■ **Aim of the exercise**
What the task needs is every record repeated exactly, nothing more.
+++ Material supplied +++
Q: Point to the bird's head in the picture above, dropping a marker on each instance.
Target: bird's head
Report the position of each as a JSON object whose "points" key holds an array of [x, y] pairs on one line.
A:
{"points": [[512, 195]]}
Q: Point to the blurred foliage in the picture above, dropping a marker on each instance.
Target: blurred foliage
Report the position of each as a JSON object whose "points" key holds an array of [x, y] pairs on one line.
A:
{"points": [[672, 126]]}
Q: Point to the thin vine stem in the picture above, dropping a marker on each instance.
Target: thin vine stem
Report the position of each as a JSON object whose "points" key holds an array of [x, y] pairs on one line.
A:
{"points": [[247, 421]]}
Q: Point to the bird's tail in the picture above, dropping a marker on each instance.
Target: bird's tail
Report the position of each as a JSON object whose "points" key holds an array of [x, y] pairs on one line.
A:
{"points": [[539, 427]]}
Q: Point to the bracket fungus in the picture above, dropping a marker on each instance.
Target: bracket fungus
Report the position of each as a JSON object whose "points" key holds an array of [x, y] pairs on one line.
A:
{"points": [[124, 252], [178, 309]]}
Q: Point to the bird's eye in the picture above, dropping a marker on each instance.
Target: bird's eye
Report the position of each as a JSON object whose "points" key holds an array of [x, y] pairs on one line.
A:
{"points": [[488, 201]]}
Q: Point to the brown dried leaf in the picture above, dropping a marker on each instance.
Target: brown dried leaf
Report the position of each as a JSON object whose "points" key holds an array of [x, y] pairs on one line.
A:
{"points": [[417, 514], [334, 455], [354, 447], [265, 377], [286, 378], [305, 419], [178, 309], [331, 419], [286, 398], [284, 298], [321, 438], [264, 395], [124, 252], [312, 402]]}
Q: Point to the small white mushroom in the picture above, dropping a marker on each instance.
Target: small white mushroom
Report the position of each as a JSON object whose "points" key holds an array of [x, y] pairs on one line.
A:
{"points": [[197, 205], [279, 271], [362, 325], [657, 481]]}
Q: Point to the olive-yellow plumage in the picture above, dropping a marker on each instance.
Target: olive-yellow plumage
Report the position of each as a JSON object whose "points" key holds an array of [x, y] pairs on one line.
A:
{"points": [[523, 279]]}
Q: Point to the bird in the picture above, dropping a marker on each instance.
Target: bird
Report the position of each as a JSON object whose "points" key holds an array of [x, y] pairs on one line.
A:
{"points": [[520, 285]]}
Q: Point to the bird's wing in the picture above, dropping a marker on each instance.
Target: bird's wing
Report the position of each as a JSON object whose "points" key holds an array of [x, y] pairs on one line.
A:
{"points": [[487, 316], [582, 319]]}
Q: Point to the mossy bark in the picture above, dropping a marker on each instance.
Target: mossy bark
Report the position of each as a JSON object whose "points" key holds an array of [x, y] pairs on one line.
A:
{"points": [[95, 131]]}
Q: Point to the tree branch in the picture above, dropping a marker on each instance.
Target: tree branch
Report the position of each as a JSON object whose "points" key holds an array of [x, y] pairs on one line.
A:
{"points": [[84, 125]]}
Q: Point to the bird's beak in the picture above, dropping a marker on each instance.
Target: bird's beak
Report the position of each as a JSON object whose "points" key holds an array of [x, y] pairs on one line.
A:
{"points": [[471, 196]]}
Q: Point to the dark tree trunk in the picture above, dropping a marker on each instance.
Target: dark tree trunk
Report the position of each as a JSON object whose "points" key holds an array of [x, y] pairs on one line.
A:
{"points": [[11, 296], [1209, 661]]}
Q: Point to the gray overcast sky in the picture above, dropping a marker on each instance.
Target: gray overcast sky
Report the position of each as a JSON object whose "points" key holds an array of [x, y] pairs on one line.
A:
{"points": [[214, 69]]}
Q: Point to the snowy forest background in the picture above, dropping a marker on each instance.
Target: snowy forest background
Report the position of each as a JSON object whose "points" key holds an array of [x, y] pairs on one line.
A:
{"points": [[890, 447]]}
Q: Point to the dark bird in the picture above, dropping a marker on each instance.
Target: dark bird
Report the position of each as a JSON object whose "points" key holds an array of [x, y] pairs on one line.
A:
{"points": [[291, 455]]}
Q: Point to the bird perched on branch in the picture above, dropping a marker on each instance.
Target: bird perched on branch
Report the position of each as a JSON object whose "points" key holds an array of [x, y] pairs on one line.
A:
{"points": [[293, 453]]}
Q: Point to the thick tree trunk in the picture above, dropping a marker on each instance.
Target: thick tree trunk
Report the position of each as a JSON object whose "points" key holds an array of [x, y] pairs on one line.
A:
+++
■ **Solved exercise**
Q: Point to the bird's head in the picture above, dropping a marker on each instance.
Target: bird's head
Report the position of each as a JSON object whose "points" key holds an array of [x, y] pairs on one line.
A:
{"points": [[512, 195]]}
Q: Point to the blurred foliage in the picture above, dropping a marker on each instance.
Target: blurred foliage
Report the position of each as a JSON object whose "points" key holds an array of [x, y] pairs on one line.
A:
{"points": [[672, 126]]}
Q: Point to the thin vine stem in the picture above, dropping a marker on each instance.
Target: thin vine stem
Report the position of each as a JSON object whose "points" key holds an array of [x, y] pairs on one line.
A:
{"points": [[247, 421]]}
Q: Point to the bird's tail in the picture above, dropping a marker on each instance.
Target: bird's tail
Report the position of each as a JSON object whose "points" key holds an array of [x, y] pairs on one line.
A:
{"points": [[539, 427]]}
Q: Point to the bracket fungus in the picture above, dropping a marker on each instance.
Target: bracket fungus
Report the position of each as a JSON object whose "points" key holds an array of [x, y] pairs on one line.
A:
{"points": [[124, 252], [178, 309]]}
Q: Point to the bird's eye in the picture above, dropping a marker on each instance.
Target: bird's eye
Report the position of each as a JSON object whose "points" key holds an array of [x, y] pairs on one line.
A:
{"points": [[488, 201]]}
Q: Point to the brown dried leaf in the picture above, dropping a marker on each instance.
Target: brown dried leaf
Report the position of each as a JSON object whose "points" key holds an array of [x, y] pairs on one line.
A:
{"points": [[417, 514], [334, 455], [354, 447], [265, 377], [286, 378], [305, 419], [178, 309], [331, 419], [286, 398], [284, 298], [321, 438], [264, 395], [124, 252], [312, 402]]}
Q: Point to the small white mushroom in the picture above, dropping a marker on each instance.
Target: small white mushroom
Report the position of each as a JSON object whose "points" key holds an array of [x, y] pairs on one line.
A:
{"points": [[197, 205], [279, 271], [362, 325], [657, 481]]}
Q: Point to the olive-yellow plumage in the picture above, dropping a marker on each instance.
Target: olive-yellow plumage
Report the position of each as a JSON object whose "points" key holds an array of [x, y] pairs on one line.
A:
{"points": [[523, 279]]}
Q: Point to the bird in the picture above, dropping a marker on each instance.
Target: bird
Report the position of each as a JSON object whose "points" key holds an array of [x, y] pairs on one line.
A:
{"points": [[520, 285]]}
Q: Point to the bird's wing in the picture above, dropping a marker on each instance.
Target: bird's wing
Report the position of each as a JSON object whose "points" key holds an array of [x, y] pairs on one line.
A:
{"points": [[487, 316], [582, 319]]}
Q: Point to the mossy bark in the picture above, dropping a marker on each instance.
Target: mossy bark
Report the position of each as a JSON object whose "points" key holds an array of [x, y] pairs on one line.
A:
{"points": [[95, 131]]}
Q: Point to the tree branch in the picture above, dropping a marker on each instance.
Target: tree branch
Report the position of each as a JSON object whose "points" key holds an array of [x, y] pairs on one line.
A:
{"points": [[84, 125]]}
Q: Point to the bird's beak in the picture above, dropping a marker on each instance.
Target: bird's beak
Report the position of each as a JSON object whose "points" key holds an array of [x, y] pairs on one line.
A:
{"points": [[471, 196]]}
Q: Point to the dark tree trunk in the picture above, dropping a marker on each instance.
Target: dark tree trunk
Report the position of each as a JSON object whose "points" key holds an array of [x, y] pairs on one line.
A:
{"points": [[11, 296], [1209, 661]]}
Q: Point to the gray overcast sky in the picture above, dropping a marker on each instance.
Target: gray overcast sky
Report the position of each as a JSON object whose "points" key holds an array of [x, y] pairs on one line.
A:
{"points": [[214, 69]]}
Q: Point to the snowy forest background in the picture above, dropping a marker on each instance.
Target: snowy forest background
Report the position of each as a JSON object whose "points" key holds an array of [x, y] pairs on one line.
A:
{"points": [[890, 447]]}
Q: Point to the dark bird in the picture above, dropping a marker on each instance.
Target: dark bird
Report the position of each as a JSON object whose "points" key holds an array of [x, y] pairs on one line.
A:
{"points": [[291, 455]]}
Q: Point to the bird perched on branch in the picture above, dropping a marker on each instance.
Target: bird perched on branch
Report the position of each as a JSON object whose "points" key holds an array of [x, y] pairs on one line.
A:
{"points": [[293, 453]]}
Q: Point to the thick tree trunk in the picture above, dropping a marker on each instance.
Target: thick tree trunk
Report the position of each as a JSON object whose "points" key holds an array of [x, y] pairs on one line.
A:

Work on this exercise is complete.